Task details: Rescale the records starting at the beginning and ending at the line containing "94,150 -> 105,171", including both ends, by copying every line, requests and all, with each bounding-box coordinate in the answers multiplied by 0.55 and rounded to a whole number, halves rounded up. Leave the numbers in the requests and their format samples unchanged.

Annotated coordinate records
==========

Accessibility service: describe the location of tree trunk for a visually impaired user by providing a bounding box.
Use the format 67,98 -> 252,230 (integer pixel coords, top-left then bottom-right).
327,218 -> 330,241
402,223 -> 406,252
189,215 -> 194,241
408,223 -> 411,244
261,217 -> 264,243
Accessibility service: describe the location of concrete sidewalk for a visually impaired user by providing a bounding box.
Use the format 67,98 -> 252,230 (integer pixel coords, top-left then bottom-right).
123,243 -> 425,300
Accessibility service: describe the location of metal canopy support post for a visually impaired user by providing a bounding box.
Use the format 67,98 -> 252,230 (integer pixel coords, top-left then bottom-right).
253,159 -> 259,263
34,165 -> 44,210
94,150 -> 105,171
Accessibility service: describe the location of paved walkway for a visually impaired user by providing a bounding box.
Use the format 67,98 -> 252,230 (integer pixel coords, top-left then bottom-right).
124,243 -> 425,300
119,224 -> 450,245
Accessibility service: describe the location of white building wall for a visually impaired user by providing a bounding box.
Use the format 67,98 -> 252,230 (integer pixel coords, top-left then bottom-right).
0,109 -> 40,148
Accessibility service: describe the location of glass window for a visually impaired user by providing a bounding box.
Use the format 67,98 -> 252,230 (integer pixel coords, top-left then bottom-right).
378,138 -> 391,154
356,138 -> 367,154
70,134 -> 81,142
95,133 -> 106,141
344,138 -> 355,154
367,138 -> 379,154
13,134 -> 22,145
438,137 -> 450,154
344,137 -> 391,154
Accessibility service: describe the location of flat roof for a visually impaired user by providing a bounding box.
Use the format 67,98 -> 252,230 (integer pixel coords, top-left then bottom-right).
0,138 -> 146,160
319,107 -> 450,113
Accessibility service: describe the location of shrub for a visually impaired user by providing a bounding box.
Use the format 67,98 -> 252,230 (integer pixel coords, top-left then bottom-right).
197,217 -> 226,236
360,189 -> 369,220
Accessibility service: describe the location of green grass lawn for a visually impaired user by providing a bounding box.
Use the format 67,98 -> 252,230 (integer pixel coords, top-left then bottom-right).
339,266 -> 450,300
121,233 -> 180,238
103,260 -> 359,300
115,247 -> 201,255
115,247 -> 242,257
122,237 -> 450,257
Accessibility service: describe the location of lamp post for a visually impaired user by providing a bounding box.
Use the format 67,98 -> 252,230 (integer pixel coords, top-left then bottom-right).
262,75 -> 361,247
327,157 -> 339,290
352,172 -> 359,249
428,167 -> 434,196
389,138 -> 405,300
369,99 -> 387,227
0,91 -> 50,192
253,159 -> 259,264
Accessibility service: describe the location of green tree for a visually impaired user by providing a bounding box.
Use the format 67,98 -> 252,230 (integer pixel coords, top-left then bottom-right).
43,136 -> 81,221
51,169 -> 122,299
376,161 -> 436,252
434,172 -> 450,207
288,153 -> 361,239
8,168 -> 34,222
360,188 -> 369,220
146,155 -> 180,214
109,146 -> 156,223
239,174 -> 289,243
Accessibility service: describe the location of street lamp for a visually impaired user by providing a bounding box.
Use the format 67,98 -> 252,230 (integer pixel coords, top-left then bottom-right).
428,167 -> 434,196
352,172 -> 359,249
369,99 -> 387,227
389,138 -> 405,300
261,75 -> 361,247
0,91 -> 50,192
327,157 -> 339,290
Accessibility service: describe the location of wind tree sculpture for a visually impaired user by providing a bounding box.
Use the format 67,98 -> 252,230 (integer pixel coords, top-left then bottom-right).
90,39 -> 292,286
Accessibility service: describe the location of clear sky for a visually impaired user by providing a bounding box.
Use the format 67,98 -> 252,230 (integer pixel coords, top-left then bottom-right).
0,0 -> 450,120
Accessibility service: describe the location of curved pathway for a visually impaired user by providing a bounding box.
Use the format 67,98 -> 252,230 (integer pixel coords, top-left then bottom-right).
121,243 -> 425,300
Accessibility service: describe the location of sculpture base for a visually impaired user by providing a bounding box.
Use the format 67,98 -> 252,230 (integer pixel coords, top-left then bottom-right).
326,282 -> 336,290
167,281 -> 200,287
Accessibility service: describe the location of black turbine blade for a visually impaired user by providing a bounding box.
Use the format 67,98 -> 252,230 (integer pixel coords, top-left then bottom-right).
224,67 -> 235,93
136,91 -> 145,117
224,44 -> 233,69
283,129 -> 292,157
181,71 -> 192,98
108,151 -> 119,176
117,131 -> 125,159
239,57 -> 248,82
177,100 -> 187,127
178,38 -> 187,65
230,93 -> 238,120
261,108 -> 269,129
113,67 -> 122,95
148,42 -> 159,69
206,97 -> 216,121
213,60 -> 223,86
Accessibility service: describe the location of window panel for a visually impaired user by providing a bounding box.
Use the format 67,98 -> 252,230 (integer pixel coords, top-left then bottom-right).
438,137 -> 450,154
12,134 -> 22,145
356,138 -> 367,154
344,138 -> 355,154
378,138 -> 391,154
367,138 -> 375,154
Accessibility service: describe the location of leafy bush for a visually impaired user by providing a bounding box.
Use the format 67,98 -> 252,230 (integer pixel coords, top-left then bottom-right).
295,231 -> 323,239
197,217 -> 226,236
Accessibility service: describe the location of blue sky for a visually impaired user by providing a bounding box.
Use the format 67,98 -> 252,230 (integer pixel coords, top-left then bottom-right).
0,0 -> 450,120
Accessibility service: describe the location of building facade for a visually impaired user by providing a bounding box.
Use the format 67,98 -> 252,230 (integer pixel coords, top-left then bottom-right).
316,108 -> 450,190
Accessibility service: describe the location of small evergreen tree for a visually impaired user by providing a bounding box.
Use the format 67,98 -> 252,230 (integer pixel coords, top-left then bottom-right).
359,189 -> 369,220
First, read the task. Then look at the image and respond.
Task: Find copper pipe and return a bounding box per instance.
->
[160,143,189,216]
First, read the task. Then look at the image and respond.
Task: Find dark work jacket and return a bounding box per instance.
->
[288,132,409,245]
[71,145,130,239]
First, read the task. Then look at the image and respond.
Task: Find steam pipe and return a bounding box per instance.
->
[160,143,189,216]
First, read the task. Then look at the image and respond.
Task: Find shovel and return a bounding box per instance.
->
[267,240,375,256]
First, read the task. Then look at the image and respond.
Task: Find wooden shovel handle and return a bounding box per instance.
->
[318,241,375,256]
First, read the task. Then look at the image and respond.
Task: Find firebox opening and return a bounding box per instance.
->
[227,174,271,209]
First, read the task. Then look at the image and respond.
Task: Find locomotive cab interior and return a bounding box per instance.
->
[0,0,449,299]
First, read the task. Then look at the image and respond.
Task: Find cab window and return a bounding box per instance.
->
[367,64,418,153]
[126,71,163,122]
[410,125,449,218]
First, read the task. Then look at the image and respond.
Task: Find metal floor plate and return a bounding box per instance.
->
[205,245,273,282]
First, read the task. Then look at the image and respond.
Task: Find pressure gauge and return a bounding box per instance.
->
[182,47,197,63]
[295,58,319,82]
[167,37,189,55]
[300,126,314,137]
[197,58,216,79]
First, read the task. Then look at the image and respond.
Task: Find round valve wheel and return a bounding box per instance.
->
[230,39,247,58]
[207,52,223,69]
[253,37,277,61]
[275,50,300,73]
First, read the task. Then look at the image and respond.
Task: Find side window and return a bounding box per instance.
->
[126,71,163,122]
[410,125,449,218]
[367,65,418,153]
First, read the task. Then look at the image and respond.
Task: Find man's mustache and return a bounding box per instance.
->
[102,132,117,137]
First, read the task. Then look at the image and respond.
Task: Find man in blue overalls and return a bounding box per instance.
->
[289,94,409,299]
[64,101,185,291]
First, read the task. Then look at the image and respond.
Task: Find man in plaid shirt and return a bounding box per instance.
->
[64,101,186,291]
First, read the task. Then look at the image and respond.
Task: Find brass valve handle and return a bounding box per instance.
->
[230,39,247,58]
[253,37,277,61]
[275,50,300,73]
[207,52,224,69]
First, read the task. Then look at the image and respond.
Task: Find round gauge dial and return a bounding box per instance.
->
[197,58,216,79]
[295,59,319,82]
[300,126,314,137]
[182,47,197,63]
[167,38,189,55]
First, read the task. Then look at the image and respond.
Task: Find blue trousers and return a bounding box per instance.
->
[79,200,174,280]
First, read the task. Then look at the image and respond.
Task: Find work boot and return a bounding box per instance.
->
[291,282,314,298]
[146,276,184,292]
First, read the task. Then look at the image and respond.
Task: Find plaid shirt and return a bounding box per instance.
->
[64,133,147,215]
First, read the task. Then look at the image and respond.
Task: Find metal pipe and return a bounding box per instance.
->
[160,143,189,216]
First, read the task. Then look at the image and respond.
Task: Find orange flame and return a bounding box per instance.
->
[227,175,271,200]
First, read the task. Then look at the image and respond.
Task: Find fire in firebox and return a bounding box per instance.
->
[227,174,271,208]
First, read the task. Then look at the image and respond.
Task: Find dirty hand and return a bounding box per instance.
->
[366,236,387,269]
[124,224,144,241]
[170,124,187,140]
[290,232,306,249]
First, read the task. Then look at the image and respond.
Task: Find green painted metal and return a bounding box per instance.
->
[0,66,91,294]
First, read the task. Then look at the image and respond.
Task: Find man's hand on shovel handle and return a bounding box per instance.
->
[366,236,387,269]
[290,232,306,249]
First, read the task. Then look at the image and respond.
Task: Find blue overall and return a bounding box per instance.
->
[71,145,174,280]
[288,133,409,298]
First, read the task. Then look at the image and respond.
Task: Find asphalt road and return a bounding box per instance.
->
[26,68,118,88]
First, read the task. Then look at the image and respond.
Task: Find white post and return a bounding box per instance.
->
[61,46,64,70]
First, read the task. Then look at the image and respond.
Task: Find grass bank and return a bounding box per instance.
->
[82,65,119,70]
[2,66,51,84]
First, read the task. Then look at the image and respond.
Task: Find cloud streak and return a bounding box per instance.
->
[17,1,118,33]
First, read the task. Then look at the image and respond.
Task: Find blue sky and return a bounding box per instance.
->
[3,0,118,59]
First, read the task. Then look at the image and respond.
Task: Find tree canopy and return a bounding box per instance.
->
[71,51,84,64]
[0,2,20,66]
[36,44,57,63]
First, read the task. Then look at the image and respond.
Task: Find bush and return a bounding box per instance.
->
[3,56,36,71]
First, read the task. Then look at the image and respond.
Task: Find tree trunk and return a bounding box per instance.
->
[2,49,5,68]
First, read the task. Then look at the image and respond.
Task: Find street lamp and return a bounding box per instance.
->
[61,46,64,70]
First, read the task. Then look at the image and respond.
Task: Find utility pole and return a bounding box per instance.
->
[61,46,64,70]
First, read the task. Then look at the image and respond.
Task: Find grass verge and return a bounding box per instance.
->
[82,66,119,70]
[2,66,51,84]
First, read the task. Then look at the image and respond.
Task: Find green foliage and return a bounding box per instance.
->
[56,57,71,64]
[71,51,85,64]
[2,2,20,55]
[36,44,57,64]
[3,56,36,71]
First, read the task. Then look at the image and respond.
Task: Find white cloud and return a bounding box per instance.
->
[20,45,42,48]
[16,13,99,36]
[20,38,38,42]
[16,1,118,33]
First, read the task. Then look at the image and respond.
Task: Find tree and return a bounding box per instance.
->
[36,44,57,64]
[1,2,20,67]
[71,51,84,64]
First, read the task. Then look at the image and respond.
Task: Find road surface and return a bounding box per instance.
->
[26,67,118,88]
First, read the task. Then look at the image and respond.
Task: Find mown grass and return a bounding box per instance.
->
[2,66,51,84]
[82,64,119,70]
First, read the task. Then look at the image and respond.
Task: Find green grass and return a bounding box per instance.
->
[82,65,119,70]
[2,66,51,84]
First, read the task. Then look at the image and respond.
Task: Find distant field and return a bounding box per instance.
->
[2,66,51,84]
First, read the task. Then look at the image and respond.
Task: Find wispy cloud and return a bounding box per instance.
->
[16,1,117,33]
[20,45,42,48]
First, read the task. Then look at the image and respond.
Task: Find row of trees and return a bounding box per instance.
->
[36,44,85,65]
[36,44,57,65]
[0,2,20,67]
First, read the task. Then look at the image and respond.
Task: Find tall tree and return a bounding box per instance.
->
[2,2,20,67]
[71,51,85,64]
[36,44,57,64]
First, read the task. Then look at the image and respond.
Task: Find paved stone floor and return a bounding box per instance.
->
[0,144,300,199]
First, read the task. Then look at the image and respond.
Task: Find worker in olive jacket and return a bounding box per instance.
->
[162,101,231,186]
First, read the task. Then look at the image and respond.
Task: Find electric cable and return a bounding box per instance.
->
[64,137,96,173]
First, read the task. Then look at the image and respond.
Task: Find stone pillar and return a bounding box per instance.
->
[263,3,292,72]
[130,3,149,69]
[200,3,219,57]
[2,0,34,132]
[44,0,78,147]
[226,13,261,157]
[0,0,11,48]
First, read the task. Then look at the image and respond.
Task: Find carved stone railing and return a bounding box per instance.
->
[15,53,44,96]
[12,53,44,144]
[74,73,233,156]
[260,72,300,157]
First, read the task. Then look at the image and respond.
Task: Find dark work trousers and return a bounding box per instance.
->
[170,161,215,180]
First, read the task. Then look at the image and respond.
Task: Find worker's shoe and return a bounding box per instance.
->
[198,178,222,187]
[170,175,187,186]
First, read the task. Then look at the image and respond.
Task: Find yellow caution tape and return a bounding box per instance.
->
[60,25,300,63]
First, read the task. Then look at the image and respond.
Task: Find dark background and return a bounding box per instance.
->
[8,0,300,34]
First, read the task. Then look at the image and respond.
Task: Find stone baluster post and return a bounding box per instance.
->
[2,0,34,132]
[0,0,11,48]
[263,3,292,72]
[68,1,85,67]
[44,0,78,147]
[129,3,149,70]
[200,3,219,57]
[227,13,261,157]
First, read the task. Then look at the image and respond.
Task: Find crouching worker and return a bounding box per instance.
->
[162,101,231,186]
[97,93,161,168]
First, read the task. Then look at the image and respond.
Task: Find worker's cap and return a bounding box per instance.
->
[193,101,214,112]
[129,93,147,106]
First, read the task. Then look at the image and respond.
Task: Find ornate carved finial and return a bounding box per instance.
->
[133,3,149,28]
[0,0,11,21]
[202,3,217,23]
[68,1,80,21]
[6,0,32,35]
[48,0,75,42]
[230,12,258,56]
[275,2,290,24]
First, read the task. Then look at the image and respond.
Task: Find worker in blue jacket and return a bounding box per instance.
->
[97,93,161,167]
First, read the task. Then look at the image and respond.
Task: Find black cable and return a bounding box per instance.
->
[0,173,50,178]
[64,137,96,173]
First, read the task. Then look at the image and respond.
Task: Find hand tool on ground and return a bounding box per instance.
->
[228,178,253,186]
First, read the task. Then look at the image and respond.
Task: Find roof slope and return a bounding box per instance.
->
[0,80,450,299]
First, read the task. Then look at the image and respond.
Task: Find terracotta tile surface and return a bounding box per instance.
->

==========

Output of the exercise:
Accessibility service: describe the location of tree trunk for a visually impaired user by providing a bounding box.
Use the format 67,98 -> 252,230 (integer pixel coords, top-left then bottom-right).
180,120 -> 182,133
221,123 -> 223,139
104,118 -> 107,133
224,123 -> 226,134
144,119 -> 145,134
Accessibility service: describe the location of concrete sidewalk for a visually impaired user by providing a bounding box.
Use the format 67,98 -> 252,230 (integer pixel coords, top-left then bottom-right).
68,134 -> 234,165
Accessibility service: describe the location of metal canopy support post for a visually impaired user by providing a bounding box.
Use the format 67,98 -> 252,230 (integer pixel coords, top-left then bottom-right).
139,87 -> 142,145
19,91 -> 24,116
52,83 -> 58,94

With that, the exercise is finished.